Collected data:
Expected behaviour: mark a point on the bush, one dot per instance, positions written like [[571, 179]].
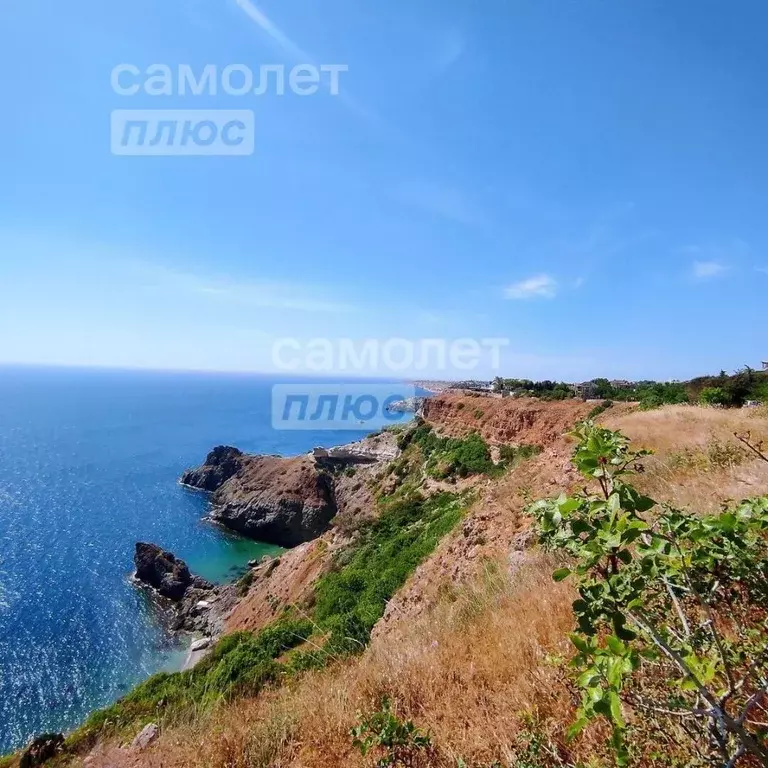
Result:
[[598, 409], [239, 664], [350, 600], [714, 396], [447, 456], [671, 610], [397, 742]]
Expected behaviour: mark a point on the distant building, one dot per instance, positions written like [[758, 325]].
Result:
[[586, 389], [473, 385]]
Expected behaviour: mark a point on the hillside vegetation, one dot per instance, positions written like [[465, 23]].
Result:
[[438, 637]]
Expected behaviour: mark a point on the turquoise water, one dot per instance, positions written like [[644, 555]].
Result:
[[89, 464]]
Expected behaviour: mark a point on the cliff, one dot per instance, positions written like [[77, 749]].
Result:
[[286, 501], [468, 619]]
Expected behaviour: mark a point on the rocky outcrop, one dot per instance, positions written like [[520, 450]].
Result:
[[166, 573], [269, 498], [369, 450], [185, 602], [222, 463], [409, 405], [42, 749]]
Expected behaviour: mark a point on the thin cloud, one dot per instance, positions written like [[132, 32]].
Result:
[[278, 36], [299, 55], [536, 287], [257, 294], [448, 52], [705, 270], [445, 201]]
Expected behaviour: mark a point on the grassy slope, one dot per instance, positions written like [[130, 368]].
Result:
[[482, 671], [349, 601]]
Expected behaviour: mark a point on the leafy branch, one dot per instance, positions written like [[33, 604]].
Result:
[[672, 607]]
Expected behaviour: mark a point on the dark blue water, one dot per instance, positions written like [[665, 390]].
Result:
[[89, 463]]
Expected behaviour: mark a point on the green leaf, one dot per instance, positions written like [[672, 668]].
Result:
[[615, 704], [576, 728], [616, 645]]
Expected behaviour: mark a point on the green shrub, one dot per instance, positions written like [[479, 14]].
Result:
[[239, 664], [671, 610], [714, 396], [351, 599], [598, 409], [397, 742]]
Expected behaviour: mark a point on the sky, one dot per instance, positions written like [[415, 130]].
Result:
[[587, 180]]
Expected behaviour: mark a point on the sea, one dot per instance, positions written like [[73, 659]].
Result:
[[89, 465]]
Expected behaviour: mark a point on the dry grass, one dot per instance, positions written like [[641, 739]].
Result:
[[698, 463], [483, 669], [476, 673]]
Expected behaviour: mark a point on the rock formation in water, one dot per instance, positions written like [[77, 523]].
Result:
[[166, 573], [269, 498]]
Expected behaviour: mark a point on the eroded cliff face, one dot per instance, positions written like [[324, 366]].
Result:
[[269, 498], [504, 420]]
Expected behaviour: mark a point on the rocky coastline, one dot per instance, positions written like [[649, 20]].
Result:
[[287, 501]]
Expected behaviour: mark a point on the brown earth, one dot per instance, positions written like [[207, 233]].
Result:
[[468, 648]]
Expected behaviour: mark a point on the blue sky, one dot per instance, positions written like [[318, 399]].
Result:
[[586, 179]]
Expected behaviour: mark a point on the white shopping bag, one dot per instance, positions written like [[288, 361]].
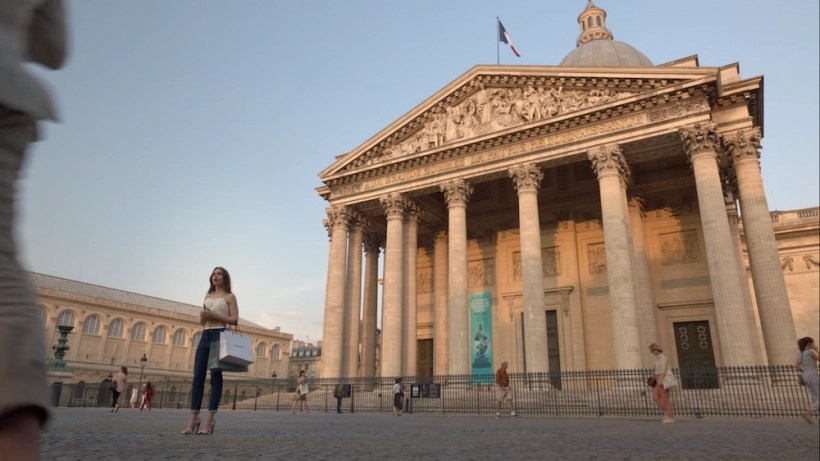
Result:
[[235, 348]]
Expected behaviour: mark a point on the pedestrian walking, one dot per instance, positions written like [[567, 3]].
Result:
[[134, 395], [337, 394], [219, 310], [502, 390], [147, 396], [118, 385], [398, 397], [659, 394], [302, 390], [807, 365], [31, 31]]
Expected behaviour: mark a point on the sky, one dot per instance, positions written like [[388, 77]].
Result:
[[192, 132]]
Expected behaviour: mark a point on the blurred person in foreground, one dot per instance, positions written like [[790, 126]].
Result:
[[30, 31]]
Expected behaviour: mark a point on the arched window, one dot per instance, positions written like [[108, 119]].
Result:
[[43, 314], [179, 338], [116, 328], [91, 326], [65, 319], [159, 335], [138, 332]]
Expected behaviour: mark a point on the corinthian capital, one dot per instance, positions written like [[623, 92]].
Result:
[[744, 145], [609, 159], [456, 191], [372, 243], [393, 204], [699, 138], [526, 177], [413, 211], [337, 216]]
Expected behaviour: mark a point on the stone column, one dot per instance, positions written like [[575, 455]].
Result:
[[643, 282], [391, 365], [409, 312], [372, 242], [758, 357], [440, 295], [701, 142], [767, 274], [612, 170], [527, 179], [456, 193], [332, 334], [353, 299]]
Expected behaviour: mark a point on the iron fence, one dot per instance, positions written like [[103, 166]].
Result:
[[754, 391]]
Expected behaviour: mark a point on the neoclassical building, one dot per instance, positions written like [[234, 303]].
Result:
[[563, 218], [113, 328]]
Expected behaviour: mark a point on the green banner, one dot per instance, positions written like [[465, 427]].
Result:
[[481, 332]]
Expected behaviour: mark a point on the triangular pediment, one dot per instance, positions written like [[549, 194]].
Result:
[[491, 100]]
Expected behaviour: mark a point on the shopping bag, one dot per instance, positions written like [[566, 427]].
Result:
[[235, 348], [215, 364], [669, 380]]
---
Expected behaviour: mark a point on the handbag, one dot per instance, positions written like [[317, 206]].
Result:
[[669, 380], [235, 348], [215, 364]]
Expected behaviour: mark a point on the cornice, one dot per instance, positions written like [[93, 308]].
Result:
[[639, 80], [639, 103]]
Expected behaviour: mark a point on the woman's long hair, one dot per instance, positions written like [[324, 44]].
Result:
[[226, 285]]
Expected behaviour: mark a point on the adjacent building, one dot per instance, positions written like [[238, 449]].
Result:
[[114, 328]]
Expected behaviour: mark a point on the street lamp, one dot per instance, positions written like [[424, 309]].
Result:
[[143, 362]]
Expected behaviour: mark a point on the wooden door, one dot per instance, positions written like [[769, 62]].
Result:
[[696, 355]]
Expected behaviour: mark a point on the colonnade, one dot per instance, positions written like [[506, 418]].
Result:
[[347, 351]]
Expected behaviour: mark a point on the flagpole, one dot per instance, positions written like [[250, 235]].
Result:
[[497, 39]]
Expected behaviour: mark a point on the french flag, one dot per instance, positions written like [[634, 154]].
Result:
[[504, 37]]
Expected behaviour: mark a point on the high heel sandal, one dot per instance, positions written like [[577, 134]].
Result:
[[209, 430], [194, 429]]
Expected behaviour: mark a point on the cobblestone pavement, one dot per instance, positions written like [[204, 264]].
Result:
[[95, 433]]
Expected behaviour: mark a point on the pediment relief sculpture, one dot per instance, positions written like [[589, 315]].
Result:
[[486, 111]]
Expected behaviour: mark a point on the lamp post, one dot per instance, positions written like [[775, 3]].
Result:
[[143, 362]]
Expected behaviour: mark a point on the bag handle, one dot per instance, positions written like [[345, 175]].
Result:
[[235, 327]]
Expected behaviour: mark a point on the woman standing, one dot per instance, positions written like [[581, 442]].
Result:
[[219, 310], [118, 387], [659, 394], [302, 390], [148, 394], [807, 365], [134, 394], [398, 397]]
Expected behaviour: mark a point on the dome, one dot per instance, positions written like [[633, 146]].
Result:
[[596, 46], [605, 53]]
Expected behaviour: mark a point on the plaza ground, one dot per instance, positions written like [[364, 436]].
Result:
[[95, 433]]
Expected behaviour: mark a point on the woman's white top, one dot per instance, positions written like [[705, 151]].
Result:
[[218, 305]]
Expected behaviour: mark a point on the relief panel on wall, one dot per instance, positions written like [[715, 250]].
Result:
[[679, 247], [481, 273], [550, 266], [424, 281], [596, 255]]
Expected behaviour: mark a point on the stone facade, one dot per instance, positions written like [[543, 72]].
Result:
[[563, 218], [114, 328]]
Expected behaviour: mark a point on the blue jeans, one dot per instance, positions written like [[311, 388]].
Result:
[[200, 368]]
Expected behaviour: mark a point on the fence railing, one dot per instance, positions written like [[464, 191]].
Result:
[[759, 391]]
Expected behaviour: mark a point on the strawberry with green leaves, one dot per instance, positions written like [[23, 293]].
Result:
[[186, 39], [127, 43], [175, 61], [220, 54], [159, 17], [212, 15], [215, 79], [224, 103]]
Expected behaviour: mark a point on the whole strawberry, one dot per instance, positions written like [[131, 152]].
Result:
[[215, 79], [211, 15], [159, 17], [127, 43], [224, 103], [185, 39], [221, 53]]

WHAT THIS TASK INVOLVES: Reproduce the part that opens with the line containing "Expected behaviour: mark a point on the handbag, one" and closes with the line containing "[[696, 355]]", switching "dot" to "marker" and leaving everything else unchanged.

PROBLEM SOLUTION:
Expected behaviour: mark a point on the handbag, one marker per instance, positions written like [[317, 206]].
Result:
[[669, 380], [235, 348], [215, 364]]
Expected behaviour: mark a point on the cornice, one marker per instance, positions written like [[93, 308]].
Result:
[[639, 80], [639, 103]]
Expected behaviour: mark a point on the woman's long hair, one marker per instance, positions written like [[324, 44]].
Result:
[[226, 285]]
Expected behaviour: mark a point on the adjacent building, one marker per instance, positions written like [[238, 449]].
Result:
[[114, 328]]
Expected behaviour: mark a point on the street lamp, one marker per instance, positions written like [[424, 309]].
Result:
[[143, 362]]
Expected behaviour: mark a point on the wooden door, one marker per instance, positions written like [[769, 62]].
Result:
[[696, 355]]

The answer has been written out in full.